▶ WORK ITEM
Among the entries below, only the lines starting at the one with "Target: iguana eye" and ending at the one with "Target: jam dollop", both included, are to be printed exactly.

___ INFORMATION ___

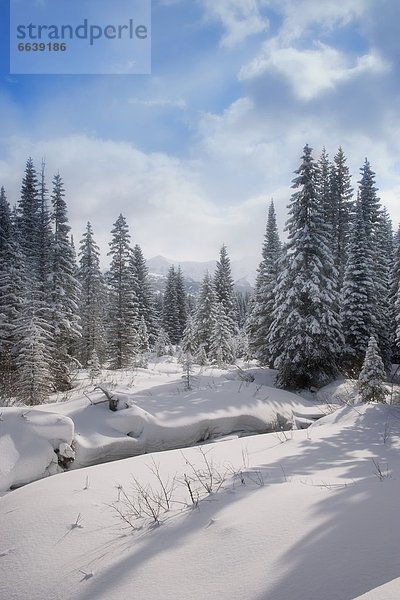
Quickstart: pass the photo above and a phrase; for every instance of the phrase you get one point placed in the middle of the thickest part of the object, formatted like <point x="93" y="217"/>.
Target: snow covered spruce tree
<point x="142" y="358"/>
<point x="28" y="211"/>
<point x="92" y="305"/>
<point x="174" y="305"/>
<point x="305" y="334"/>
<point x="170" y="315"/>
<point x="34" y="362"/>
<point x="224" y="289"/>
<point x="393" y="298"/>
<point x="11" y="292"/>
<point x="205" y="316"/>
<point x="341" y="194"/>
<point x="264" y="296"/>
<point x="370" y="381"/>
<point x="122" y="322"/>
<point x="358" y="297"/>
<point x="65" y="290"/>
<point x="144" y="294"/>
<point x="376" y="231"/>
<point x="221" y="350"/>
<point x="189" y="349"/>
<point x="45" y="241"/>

___
___ INFORMATION ___

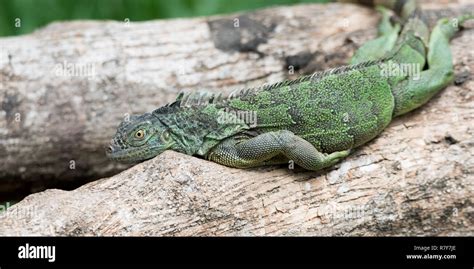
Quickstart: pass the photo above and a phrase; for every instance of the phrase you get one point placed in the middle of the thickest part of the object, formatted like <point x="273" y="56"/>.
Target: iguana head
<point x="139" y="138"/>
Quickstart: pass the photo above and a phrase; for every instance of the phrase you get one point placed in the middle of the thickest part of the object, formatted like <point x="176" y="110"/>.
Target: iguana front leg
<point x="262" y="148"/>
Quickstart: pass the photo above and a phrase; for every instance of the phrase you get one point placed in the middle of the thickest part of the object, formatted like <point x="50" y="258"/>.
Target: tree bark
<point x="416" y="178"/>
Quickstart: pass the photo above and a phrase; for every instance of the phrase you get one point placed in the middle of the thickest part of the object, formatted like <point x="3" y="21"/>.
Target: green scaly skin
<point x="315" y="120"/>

___
___ INFORMATION ___

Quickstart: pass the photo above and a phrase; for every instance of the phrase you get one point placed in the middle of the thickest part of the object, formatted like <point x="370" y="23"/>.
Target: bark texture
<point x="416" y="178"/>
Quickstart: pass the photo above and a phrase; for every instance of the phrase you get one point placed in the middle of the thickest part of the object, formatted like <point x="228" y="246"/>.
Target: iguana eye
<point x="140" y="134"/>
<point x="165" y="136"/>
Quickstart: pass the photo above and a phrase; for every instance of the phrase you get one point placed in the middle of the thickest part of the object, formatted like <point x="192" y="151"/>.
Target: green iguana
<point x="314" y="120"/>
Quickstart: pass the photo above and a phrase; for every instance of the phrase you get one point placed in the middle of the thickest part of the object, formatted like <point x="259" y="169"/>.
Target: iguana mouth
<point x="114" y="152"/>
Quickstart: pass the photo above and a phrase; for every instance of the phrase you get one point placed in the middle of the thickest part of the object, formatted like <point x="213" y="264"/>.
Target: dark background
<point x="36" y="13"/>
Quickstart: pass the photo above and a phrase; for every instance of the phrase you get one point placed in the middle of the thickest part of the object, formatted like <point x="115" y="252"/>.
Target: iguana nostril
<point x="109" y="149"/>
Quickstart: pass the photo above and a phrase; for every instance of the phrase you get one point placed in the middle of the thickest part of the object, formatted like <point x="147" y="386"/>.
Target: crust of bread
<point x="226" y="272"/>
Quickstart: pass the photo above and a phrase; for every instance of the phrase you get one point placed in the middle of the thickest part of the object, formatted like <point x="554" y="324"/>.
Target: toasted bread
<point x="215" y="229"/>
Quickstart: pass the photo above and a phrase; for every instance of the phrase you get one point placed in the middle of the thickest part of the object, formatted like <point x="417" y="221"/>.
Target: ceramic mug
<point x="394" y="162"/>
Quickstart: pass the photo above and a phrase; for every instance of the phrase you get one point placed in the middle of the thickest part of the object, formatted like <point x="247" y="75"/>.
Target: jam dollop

___

▶ WRITTEN SOLUTION
Target: iguana eye
<point x="140" y="134"/>
<point x="165" y="136"/>
Quickstart: pass the photo above and a phrase; for every instance of the phrase you get one point placed in the middle of the thickest part of the object, formatted like <point x="192" y="151"/>.
Target: green iguana
<point x="314" y="120"/>
Quickstart: pass the photo above and a phrase; for every instance of the phrase you get one point placed in the middle of the thickest part of the object, formatted like <point x="259" y="169"/>.
Target: iguana mouth
<point x="114" y="152"/>
Quickstart: pass the photo above and a phrase; for every instance of the phrase you get one point placed in the middle of the thickest part of the object, formatted like <point x="213" y="264"/>.
Target: dark background
<point x="36" y="13"/>
Quickstart: pass the photo above and a phrase; for every instance of the phrase you get one point placed in the middle of the thickest part of the object, formatted like <point x="115" y="252"/>.
Target: iguana nostril
<point x="109" y="149"/>
Quickstart: pass the photo above and a phrase; for every instance of the phrase you get one point placed in the middle of the thickest part of the object, formatted like <point x="147" y="386"/>.
Target: crust of bread
<point x="226" y="272"/>
Quickstart: pass the photo above and a phrase; for every instance of the phrase you get one point placed in the middle of the thickest part of the object, formatted like <point x="554" y="324"/>.
Target: toasted bread
<point x="215" y="229"/>
Quickstart: pass the photo above and a phrase; for every instance of the phrase you get one point placed in the middle of the thickest part of the object, formatted like <point x="417" y="221"/>.
Target: ceramic mug
<point x="394" y="162"/>
Quickstart: pass the photo above and a phrase; for every instance of the phrase you get one point placed in the middle of the thickest part of the object, formatted like <point x="247" y="75"/>.
Target: jam dollop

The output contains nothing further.